PROBLEMS:
a) According to the sale listing, why is the 'Alpha' figure heavy?
b) Reproduce word for word the stretch of the sale listing from "WTS (US Based)" through "as WarmaHordes, whatever.".

+++ SOURCE DOCUMENT

# (H) Custom Hordes Warpwolves / Mordheim 'Beastmen'. (W) $$$, Tau, AoS



## Xabre (Dec 20, 2006)

WTS (US Based)

I'm looking to sell off a custom made 'fantasy warband'. This was going to be used for a Counts-As Beastman Warband in Mordheim, but you could use these as fantasy units, as WarmaHordes, whatever.

You're getting:

6 Chaos Hounds / Wolves

5 Bestigor/Wolfman/Worgen (whatever you want to call them with two handed axes. 2 of them are wearing Buckers/shields. These guys are about the size of a bulky space marine or Terminator. Those are Terminator-sized bases.

1 'Alpha'. This guy's pewter, so he's heavy. Modified to carry a hand axe in each hand.

++++++
+++ INFORMATION SUPPLIED

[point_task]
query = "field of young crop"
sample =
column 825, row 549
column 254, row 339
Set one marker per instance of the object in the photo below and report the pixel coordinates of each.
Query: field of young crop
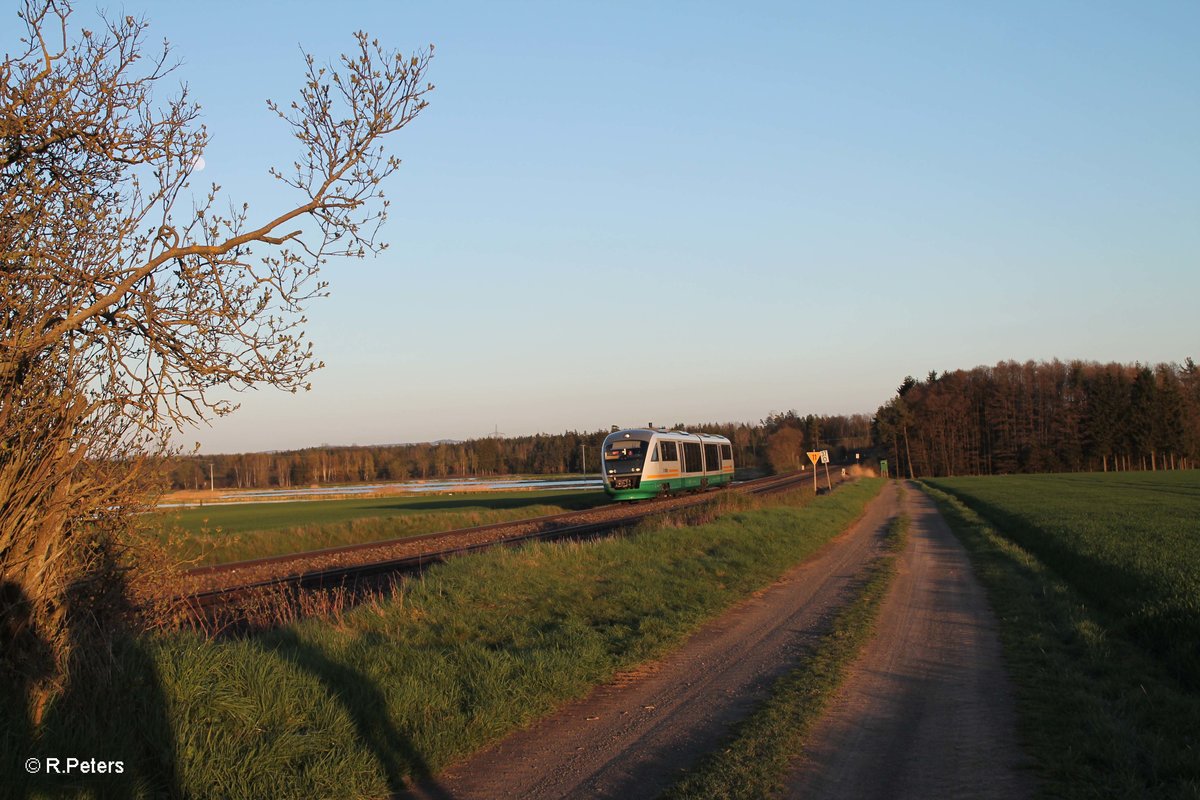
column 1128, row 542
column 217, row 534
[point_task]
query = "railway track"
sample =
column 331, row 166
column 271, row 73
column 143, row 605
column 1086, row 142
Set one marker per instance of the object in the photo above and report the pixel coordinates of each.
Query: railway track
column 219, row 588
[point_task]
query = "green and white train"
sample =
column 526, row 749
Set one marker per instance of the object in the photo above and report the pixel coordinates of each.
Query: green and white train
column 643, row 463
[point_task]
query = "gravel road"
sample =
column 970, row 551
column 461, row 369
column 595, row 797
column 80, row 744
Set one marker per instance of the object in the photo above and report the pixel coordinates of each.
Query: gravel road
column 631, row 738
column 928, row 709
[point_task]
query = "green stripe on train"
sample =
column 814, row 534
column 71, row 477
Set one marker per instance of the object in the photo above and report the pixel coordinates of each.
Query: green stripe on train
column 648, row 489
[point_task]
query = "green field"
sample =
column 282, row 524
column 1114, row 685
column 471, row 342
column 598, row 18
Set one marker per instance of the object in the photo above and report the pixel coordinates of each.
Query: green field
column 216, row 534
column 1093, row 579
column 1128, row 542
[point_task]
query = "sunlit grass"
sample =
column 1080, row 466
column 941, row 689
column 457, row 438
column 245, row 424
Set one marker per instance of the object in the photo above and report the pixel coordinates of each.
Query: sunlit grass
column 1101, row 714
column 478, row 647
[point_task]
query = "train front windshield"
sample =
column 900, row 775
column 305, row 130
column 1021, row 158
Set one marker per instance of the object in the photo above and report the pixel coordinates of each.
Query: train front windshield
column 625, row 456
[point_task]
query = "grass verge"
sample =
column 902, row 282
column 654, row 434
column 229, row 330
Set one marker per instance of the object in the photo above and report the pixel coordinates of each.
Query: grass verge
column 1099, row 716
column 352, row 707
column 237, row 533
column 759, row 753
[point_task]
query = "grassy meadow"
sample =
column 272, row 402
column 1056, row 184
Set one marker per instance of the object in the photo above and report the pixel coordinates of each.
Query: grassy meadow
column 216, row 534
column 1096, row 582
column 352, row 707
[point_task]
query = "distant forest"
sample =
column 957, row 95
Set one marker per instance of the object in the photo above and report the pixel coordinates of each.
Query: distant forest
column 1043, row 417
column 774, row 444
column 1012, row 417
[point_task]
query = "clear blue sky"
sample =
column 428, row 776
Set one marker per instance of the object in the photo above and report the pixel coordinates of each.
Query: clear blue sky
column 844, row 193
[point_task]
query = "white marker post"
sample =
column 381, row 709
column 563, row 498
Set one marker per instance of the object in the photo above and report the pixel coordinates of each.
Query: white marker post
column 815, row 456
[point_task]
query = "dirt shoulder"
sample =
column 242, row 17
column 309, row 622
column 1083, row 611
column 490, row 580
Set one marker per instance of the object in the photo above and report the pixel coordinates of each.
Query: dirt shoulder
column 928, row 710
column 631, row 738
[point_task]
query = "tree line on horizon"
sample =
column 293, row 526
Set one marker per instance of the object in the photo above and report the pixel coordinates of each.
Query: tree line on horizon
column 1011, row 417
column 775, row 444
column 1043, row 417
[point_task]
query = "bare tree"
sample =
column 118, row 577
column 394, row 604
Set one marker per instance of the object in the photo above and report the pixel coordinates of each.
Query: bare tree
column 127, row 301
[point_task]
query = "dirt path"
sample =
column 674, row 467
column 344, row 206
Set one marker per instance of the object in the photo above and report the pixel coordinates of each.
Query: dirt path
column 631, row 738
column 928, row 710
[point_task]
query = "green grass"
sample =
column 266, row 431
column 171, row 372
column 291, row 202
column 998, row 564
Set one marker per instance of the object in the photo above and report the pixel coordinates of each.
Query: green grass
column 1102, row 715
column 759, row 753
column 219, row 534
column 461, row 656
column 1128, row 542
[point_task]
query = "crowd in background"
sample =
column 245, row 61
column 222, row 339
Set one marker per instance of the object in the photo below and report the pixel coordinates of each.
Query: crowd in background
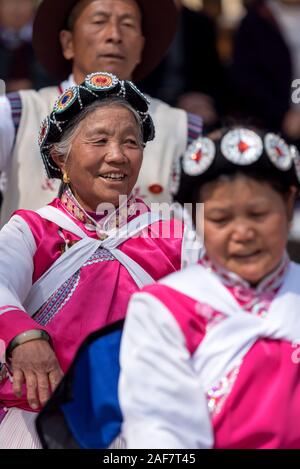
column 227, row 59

++++++

ANSWER LIST:
a) The 'Alpha' is heavy because it is made of pewter.

b)
WTS (US Based)

I'm looking to sell off a custom made 'fantasy warband'. This was going to be used for a Counts-As Beastman Warband in Mordheim, but you could use these as fantasy units, as WarmaHordes, whatever.